-- Opening Marker --

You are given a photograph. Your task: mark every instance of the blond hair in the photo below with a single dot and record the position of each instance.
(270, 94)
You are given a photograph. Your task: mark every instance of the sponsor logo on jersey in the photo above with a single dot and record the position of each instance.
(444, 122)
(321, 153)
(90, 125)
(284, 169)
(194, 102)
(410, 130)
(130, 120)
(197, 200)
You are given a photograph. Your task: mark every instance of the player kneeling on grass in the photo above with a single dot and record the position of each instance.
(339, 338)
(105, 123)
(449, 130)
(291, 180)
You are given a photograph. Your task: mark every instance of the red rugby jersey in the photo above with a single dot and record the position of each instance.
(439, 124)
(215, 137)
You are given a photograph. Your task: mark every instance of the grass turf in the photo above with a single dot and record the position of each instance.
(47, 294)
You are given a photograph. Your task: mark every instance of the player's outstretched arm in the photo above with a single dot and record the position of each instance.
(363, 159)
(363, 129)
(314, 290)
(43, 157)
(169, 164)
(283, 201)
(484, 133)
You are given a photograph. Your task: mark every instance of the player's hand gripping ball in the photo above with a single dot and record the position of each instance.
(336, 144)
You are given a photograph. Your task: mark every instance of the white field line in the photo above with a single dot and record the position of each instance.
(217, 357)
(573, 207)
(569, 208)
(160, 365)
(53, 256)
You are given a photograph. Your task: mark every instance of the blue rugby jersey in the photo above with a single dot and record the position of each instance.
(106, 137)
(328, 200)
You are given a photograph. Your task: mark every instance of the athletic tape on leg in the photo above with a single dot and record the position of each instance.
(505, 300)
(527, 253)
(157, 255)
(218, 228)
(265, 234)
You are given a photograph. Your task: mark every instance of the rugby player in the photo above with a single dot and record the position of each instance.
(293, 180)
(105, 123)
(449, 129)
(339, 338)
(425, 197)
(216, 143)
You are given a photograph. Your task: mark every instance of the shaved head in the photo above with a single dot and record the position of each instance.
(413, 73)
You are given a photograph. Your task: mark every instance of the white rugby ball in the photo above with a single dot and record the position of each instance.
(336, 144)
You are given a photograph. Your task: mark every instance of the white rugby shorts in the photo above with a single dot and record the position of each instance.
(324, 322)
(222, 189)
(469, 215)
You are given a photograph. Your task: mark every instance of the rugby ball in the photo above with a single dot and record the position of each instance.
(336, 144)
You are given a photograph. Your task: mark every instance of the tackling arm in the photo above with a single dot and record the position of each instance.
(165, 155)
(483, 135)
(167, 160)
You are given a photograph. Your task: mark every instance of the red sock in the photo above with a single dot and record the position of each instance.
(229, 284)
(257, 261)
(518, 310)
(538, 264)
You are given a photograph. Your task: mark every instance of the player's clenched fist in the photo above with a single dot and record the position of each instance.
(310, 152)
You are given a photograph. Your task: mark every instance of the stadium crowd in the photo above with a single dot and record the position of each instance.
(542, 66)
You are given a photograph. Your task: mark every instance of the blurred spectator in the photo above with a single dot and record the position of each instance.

-- Closing Marker --

◆ What you have to do ◆
The required output is the complete set of records, reproduced exactly.

◆ Problem solution ◆
You are given a photograph. Your task: mark every instance of the blond hair in the photo below with a single dot and record the position of each instance.
(270, 94)
You are given a photograph. Your task: mark every instance of the sponsor logo on jersey in the photo above with a single dot and record the position of each instance.
(444, 122)
(321, 153)
(90, 125)
(284, 169)
(194, 102)
(410, 130)
(130, 120)
(197, 200)
You are given a photograph. Your task: mark every instance of the player kneeling on grass in the photo above with a single dot and record the position of each instance.
(339, 338)
(105, 123)
(449, 130)
(291, 180)
You are given a photograph. Your task: mark every instance of the red rugby jersey in the photo above with a single dot and record the position of each instance.
(439, 124)
(215, 137)
You are given a photograph. Your task: mark every instance of the grass turf in the photo above with a single dot and record the position of each instance.
(47, 294)
You are given a photograph. Your task: mark every instance of the player's outstretched arm in the photo above with a single dot and record the position of each instance.
(363, 159)
(363, 129)
(314, 290)
(43, 157)
(169, 164)
(283, 201)
(484, 133)
You are given a photograph. Your task: mark every instance of the player's hand gripping ball in the photo above with a single dot and record the position of each instance.
(336, 144)
You are given a photograph. Your task: mark every instance of the white field line in the photo above with a single dot and record the position of each instance.
(217, 357)
(573, 207)
(569, 208)
(160, 365)
(53, 256)
You are given a photograph. Your task: mark every instance of the blue rugby jersey in the photo above with a single dot and record the position of each instance.
(106, 137)
(328, 200)
You are given a photograph. Your task: mark every instance of the athletic tape on leg in the photo above with a single dot and record the position of each instance.
(505, 300)
(527, 253)
(157, 255)
(218, 228)
(265, 234)
You are given a photograph. Your task: mark every instance of the rugby player in the photo above with a single dot and record the position of each instance.
(293, 180)
(105, 123)
(449, 129)
(339, 338)
(425, 197)
(216, 143)
You are given a photograph. Your task: mark every instance of the shaved head in the photo above with a single dot and record the position of each instance.
(413, 73)
You are given a photograph. Your task: mark every instance of the white rugby ball in the photo above with a single dot and record the position of each instance.
(336, 144)
You are given a photograph. Your task: mark every instance of the white rugby shorts in the photo above with a single dot and record the position of each instance.
(324, 322)
(222, 189)
(469, 215)
You are given a photograph. Your task: mark every instance of the rugby ball in the photo above with a single dot and record the position of each instance.
(336, 144)
You are given a photograph. Your task: mark every instance of the tackling arm in the photo above with a single dot and record the position of each instance.
(165, 155)
(483, 135)
(167, 160)
You are given a photograph. Your task: mark every instance of the red sock in the photo above with a single dot and record the position of each instance.
(229, 284)
(257, 261)
(518, 310)
(538, 264)
You are given a photograph. Your task: mark every instance of the player's clenched fist in the photo above with a single dot and record the position of each instance.
(310, 152)
You are given a photograph. Your task: mark every instance of the stadium crowd in the photo above with a single dot and record the position of each instance.
(542, 66)
You are given a photograph. Your task: mark every instance of the blurred spectator in the photo above with a single dot and record the position of each instance.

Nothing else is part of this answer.